Supplied material

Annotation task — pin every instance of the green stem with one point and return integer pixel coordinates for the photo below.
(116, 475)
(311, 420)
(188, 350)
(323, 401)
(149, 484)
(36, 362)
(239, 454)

Problem requirements
In full and without alteration, repeat the records.

Response area
Annotation task — pin every instance of the green stem with one point and return integer pixel coordinates for the photo below.
(116, 475)
(311, 420)
(188, 350)
(323, 401)
(149, 484)
(36, 362)
(239, 454)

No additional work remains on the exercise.